_The exercise:_ Report every line in the items below that contains the word "hair".

_Region annotation entries:_
((

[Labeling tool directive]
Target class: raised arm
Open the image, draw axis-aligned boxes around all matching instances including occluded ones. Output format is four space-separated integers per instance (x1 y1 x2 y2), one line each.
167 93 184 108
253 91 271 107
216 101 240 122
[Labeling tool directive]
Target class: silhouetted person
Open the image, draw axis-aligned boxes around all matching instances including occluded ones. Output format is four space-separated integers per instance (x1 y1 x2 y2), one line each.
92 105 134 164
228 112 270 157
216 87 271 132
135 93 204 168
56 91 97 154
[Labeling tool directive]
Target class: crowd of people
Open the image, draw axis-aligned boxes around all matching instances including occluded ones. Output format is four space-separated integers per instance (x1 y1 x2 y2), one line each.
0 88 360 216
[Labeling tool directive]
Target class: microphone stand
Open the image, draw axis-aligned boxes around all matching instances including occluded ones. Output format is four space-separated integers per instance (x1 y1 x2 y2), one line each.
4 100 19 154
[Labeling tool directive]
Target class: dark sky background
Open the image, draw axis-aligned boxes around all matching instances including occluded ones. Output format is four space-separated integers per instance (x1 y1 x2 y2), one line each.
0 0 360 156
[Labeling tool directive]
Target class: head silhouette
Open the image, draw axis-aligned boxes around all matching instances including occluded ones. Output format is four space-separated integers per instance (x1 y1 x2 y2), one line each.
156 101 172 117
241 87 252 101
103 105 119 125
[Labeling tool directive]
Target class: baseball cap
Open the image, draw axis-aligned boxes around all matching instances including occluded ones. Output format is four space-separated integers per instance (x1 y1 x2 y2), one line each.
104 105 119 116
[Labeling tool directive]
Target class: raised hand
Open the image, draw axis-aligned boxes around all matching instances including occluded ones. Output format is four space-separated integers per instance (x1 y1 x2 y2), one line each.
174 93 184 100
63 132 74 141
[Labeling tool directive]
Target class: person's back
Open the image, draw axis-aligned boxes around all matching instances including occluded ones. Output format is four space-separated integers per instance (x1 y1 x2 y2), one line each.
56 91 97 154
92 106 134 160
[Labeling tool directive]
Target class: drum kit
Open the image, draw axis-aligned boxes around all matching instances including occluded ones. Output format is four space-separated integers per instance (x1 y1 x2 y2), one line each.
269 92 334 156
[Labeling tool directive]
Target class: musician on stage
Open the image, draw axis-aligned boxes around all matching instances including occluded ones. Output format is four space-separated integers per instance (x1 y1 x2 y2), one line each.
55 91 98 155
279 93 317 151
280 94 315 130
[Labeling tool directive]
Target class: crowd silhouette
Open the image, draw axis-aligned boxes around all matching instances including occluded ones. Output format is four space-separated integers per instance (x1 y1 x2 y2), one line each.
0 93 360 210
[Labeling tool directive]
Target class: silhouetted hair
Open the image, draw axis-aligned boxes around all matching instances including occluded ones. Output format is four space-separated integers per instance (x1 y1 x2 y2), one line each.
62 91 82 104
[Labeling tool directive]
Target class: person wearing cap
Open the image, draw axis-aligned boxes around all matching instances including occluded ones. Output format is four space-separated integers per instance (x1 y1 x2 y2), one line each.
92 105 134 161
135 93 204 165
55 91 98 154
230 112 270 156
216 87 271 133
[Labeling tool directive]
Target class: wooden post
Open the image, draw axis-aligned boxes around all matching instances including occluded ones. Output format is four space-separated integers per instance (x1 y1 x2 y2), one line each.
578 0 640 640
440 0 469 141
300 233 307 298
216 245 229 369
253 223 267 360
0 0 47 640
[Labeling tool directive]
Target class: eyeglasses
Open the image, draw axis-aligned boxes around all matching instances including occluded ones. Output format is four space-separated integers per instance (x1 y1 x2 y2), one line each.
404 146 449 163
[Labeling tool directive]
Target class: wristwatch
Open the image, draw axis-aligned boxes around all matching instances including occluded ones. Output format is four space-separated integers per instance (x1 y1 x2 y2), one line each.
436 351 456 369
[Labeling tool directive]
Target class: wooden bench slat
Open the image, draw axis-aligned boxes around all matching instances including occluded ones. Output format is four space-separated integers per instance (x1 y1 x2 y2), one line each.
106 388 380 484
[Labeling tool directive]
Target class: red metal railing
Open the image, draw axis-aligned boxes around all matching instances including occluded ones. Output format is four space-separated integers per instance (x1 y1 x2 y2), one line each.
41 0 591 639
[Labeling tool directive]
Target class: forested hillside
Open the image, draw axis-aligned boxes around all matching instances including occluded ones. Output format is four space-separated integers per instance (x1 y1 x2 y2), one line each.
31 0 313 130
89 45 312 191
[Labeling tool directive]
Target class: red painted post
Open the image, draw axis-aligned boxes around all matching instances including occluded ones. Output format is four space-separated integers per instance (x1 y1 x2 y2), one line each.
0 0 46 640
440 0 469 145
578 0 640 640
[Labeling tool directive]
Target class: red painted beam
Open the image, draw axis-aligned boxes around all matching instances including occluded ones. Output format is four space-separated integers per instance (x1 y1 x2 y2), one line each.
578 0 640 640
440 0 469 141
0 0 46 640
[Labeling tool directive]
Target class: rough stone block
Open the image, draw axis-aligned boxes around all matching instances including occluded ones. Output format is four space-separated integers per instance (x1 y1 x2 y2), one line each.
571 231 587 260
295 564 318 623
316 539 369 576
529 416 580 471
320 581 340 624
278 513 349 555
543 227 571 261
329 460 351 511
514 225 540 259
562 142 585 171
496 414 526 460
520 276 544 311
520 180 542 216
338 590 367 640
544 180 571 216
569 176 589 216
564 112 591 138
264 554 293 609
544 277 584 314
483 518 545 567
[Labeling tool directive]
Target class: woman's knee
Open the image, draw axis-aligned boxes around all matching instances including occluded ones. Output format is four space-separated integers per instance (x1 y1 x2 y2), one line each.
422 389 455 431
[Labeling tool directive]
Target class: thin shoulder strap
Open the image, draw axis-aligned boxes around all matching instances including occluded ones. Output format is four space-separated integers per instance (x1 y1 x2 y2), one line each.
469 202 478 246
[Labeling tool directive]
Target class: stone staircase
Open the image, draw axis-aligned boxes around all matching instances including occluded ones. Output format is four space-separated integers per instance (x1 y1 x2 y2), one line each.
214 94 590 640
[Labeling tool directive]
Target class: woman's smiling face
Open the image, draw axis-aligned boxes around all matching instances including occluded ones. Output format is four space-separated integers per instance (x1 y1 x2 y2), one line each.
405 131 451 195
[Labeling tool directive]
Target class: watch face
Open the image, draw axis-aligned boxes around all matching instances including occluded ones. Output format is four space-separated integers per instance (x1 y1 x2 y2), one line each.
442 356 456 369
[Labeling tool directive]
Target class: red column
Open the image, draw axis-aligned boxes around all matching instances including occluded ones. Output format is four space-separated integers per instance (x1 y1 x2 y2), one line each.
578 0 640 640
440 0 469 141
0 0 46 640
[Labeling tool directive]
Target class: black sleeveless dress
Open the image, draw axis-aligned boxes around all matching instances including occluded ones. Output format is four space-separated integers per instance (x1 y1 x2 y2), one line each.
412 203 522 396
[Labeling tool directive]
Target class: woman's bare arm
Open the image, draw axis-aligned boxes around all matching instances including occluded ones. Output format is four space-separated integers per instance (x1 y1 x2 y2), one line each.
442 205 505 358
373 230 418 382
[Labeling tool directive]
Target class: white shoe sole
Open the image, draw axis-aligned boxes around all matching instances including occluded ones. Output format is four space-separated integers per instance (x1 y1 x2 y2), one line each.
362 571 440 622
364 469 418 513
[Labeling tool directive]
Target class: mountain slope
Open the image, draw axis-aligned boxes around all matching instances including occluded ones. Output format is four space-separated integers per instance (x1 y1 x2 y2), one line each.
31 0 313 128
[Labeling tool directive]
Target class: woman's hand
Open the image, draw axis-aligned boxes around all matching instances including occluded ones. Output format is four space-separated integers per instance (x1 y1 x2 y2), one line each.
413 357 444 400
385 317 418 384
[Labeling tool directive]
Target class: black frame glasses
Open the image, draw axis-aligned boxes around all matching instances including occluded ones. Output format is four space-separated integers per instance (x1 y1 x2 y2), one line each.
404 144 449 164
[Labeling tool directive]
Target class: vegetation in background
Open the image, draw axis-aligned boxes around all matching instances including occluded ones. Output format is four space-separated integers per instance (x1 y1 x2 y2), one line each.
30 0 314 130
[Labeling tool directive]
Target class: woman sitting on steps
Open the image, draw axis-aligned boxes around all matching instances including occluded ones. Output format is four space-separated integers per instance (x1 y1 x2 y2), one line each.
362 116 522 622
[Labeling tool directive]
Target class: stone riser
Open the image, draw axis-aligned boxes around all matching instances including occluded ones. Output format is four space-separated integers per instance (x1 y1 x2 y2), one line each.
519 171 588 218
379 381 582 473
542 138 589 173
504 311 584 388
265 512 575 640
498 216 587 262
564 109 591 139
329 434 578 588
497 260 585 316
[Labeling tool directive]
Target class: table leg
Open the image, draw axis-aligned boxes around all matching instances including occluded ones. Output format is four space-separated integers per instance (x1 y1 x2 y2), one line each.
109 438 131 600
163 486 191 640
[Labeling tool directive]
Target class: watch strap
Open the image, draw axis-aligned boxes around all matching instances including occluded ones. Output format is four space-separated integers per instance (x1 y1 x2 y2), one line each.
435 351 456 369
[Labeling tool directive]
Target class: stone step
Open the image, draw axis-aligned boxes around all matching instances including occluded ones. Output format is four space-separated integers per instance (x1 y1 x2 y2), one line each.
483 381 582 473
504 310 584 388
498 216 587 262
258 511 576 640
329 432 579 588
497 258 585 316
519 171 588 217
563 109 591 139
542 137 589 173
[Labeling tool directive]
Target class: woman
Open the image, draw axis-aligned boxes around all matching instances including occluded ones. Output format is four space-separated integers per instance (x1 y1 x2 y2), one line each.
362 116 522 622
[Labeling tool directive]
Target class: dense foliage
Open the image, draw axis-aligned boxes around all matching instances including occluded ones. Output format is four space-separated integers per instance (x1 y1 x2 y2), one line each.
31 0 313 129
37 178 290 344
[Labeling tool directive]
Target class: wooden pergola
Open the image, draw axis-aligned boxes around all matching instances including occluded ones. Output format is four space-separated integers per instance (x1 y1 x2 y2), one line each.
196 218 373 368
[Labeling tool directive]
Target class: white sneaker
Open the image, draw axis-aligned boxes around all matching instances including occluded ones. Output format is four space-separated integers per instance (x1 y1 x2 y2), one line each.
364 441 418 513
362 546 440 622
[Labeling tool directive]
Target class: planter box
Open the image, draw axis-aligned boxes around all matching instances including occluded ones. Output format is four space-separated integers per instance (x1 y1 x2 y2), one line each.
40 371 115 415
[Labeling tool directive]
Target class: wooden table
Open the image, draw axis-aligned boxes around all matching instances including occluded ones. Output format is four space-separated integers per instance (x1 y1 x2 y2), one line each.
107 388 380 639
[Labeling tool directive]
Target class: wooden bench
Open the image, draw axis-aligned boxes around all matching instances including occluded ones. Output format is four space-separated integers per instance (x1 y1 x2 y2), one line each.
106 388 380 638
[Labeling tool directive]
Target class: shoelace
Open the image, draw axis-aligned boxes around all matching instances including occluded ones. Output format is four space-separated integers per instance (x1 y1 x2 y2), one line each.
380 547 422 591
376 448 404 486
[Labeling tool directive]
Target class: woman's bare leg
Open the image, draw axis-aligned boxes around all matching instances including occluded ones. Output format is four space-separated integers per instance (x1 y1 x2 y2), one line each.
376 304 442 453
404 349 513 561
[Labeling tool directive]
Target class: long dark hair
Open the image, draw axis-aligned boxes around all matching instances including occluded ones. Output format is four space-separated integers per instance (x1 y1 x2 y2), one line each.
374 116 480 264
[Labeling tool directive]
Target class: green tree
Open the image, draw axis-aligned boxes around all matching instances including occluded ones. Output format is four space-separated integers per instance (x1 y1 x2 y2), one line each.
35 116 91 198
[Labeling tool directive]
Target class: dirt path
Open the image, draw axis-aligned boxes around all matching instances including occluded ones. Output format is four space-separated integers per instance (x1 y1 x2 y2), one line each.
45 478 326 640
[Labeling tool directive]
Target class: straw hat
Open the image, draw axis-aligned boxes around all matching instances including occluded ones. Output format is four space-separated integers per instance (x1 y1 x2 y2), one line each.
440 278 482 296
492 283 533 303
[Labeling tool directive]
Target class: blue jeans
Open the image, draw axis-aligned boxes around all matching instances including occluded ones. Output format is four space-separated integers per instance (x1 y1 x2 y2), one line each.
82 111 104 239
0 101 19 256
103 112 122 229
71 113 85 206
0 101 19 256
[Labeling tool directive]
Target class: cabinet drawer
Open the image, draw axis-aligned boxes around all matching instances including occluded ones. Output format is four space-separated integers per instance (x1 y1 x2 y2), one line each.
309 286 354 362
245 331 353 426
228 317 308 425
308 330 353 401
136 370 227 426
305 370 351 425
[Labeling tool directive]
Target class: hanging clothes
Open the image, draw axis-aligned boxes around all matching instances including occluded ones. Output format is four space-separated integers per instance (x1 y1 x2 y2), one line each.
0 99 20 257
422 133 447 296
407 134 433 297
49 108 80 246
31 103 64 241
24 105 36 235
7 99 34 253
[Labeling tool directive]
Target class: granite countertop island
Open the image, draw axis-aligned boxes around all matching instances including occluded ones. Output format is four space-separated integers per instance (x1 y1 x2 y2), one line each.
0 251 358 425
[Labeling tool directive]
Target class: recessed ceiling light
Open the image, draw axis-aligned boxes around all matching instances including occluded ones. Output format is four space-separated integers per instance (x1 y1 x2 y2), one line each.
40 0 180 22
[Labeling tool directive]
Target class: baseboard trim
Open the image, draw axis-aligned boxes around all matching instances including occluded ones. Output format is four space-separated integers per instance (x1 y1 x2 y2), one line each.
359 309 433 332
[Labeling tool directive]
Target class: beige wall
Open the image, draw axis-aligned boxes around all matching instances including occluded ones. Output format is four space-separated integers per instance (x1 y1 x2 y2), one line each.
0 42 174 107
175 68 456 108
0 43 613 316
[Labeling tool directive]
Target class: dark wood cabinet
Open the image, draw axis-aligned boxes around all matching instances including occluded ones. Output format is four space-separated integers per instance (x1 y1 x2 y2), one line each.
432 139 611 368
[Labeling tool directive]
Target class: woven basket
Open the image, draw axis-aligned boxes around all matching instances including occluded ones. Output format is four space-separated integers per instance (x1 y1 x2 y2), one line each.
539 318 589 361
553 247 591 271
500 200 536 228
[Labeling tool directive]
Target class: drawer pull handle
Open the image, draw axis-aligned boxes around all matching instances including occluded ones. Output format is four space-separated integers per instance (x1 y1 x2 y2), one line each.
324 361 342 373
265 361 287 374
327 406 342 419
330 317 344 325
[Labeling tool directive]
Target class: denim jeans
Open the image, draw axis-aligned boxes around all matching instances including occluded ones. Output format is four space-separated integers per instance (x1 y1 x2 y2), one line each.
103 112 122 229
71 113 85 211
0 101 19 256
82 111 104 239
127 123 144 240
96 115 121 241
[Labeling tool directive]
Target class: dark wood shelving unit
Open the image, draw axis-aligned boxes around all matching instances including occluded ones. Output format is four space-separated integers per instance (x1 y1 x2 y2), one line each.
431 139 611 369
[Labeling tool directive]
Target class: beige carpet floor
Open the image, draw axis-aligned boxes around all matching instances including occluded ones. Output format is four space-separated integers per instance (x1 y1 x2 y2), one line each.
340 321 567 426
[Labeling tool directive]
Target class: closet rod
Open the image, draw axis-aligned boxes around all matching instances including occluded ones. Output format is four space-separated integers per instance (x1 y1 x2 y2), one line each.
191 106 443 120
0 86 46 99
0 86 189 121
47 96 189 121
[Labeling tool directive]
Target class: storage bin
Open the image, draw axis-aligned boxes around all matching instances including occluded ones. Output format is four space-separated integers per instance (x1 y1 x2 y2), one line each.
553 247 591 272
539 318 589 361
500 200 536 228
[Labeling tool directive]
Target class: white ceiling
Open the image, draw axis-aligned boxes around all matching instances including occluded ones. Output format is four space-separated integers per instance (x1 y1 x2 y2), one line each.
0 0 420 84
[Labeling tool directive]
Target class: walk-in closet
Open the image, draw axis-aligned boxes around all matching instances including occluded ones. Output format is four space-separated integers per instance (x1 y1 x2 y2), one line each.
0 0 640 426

))

_Written response:_
Target class: silhouetted hair
Target class: long dark hair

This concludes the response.